Extract every line of the data that contains the string "bottom".
— start DATA TO USE —
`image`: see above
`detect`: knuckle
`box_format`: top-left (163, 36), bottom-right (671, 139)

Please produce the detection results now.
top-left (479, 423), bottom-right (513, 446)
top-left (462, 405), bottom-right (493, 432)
— end DATA TO USE —
EXERCISE ANSWER =>
`box_format`: top-left (163, 36), bottom-right (671, 139)
top-left (479, 423), bottom-right (513, 446)
top-left (462, 405), bottom-right (493, 432)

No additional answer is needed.